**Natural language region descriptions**
*** Begin section ***

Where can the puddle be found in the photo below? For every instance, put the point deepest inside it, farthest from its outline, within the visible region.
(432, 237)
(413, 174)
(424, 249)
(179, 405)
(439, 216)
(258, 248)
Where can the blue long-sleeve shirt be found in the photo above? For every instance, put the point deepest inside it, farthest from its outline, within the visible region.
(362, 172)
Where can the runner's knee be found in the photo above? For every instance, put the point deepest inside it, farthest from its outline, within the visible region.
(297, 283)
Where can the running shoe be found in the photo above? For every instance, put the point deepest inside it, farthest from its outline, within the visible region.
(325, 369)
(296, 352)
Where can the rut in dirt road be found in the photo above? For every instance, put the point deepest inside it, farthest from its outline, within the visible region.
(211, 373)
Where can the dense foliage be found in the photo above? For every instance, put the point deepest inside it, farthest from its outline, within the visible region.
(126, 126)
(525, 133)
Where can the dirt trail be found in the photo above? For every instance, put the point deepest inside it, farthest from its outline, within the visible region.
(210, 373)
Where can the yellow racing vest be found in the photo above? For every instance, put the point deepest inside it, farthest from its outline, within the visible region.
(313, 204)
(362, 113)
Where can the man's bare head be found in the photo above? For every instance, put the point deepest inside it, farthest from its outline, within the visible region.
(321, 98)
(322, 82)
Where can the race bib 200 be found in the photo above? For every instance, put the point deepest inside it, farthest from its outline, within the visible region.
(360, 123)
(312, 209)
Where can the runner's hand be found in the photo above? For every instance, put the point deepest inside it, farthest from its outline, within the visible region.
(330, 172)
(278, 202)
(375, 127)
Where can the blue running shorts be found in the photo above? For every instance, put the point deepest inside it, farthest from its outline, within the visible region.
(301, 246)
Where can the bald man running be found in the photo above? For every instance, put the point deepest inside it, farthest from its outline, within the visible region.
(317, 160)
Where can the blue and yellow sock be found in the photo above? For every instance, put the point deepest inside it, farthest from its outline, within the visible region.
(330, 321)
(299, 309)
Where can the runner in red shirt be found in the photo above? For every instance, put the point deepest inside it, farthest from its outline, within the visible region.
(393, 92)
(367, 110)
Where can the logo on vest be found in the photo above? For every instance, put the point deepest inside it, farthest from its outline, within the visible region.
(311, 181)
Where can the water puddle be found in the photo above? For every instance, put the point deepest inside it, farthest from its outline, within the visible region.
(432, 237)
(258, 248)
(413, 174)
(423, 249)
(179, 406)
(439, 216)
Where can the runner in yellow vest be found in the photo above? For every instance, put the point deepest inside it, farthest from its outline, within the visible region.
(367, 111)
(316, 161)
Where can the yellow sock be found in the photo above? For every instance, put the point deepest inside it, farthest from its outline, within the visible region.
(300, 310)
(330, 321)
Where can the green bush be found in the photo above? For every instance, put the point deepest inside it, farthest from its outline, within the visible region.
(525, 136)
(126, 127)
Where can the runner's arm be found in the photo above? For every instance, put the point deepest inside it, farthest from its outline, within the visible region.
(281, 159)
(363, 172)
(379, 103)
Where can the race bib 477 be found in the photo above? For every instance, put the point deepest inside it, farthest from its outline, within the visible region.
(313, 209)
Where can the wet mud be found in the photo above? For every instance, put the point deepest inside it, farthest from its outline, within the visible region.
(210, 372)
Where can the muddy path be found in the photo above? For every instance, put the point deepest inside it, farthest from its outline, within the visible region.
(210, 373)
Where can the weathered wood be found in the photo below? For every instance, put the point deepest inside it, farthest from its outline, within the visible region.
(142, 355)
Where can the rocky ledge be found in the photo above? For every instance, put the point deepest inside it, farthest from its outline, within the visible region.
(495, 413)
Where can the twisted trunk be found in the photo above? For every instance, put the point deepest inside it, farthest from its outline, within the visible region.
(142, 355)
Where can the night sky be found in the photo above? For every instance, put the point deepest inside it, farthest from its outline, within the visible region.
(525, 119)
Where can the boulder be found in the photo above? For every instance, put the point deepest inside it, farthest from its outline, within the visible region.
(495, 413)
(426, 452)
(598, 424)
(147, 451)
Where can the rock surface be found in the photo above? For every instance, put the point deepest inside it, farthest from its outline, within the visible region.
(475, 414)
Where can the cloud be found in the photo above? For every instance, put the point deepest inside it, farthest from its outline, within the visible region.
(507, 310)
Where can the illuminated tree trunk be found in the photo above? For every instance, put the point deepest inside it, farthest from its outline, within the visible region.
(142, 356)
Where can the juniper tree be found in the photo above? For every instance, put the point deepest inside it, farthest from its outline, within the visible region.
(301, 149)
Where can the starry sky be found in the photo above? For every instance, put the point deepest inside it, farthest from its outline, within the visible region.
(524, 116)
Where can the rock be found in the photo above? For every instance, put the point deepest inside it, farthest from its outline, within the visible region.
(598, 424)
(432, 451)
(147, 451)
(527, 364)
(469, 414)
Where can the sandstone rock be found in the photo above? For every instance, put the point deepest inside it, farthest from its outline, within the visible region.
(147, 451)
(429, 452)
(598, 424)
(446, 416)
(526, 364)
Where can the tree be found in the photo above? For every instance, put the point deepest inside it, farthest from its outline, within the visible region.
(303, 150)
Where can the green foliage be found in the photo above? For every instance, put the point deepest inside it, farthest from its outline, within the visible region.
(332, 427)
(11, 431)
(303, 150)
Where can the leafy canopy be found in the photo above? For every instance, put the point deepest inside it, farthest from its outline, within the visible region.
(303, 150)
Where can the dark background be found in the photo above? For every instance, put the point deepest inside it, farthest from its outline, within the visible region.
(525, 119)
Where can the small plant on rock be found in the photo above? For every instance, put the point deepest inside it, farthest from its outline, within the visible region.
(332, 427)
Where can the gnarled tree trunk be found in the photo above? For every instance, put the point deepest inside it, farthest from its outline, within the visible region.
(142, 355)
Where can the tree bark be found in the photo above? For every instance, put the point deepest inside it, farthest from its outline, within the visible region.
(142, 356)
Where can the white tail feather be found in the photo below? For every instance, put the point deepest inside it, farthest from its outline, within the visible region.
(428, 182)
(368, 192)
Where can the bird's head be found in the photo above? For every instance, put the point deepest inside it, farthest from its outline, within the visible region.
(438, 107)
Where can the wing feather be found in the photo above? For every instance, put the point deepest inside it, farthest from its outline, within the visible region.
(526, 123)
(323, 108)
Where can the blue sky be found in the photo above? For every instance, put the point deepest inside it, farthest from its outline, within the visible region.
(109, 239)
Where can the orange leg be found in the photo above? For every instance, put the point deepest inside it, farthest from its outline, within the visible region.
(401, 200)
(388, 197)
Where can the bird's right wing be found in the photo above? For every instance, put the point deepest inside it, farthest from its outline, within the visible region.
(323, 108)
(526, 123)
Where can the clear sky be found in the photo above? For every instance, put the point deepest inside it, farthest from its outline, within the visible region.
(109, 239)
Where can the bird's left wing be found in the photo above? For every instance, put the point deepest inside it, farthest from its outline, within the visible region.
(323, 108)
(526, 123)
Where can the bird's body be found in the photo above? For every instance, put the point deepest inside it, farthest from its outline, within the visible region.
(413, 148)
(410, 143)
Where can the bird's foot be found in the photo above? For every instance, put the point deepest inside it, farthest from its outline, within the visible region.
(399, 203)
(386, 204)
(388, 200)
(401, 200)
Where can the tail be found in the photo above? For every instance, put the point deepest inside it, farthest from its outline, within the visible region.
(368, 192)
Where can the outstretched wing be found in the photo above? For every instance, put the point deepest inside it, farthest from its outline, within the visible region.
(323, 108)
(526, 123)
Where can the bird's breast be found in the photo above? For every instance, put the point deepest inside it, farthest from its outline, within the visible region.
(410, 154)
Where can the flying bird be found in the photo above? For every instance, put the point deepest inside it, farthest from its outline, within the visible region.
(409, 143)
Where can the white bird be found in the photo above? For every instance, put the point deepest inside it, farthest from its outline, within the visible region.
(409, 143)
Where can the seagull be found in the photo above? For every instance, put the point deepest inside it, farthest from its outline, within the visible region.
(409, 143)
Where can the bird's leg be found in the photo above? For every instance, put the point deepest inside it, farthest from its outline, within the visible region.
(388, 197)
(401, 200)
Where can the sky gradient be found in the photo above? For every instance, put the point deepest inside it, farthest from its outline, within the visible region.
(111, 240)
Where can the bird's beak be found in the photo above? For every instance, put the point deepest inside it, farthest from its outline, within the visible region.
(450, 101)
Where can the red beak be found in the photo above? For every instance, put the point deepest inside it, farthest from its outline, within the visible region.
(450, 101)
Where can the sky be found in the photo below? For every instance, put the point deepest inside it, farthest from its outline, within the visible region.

*** End section ***
*** Begin section ***

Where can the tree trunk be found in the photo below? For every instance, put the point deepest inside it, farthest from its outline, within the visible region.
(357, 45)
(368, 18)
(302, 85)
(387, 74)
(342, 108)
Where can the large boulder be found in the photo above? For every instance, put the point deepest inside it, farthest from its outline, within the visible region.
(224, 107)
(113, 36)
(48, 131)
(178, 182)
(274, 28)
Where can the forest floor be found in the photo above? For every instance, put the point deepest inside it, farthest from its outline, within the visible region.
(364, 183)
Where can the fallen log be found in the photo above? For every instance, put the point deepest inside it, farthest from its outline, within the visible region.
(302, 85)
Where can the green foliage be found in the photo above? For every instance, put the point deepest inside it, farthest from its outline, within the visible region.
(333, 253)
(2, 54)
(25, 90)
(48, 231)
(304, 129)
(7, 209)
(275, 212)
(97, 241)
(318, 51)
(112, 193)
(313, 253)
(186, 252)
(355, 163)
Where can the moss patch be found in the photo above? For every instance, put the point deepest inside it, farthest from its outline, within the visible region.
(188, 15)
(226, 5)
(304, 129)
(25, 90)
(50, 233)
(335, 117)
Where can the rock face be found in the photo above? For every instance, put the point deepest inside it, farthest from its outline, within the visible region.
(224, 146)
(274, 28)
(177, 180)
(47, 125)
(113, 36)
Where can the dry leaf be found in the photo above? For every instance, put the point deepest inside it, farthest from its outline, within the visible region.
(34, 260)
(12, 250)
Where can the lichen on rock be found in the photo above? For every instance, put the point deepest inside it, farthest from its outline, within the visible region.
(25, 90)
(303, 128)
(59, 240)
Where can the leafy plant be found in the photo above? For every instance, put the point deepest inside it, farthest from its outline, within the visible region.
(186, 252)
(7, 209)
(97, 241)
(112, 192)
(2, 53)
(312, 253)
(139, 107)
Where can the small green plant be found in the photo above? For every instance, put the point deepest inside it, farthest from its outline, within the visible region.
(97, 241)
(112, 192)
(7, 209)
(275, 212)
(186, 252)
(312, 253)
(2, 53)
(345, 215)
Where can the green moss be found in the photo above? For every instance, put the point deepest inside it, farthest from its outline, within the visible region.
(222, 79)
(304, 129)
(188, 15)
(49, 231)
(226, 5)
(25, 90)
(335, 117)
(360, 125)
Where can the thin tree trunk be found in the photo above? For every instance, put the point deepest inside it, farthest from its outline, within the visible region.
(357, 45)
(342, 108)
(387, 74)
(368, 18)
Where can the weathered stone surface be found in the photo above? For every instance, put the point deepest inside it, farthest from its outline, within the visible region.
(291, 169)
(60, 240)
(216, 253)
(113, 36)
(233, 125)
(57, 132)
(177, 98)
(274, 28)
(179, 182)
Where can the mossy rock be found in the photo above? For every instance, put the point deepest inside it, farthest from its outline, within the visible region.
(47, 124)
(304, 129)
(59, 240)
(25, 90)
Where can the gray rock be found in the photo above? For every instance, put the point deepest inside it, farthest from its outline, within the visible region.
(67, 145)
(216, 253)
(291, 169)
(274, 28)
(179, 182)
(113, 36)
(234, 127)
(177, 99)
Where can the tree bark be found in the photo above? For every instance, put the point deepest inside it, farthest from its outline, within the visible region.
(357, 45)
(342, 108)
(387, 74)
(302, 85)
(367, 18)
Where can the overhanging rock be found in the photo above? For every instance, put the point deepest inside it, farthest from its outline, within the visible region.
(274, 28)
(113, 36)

*** End section ***

**EXERCISE GOAL**
Among the records above, extract exactly the lines from the line with "Where can the bird's leg" to the line with "Where can the sky be", both lines included, and leave out the rest.

**YOUR RESPONSE**
Where can the bird's leg be found in the photo above? For every instance, put the point deepest inside it, farthest from its outline, within the visible region.
(388, 197)
(401, 200)
Where can the sky gradient be found in the photo above? For every instance, put the point deepest inside it, farthest from its outline, within the visible region.
(111, 240)
Where can the bird's beak be found in the photo above? For every instance, put the point deepest inside it, farthest from its outline, within the visible region.
(450, 101)
Where can the red beak be found in the photo above? For every instance, put the point deepest inside it, farthest from its outline, within the visible region.
(450, 101)
Where can the sky be found in the photo below? For every instance, put the point deepest inside it, farthest from its outline, within the visible region.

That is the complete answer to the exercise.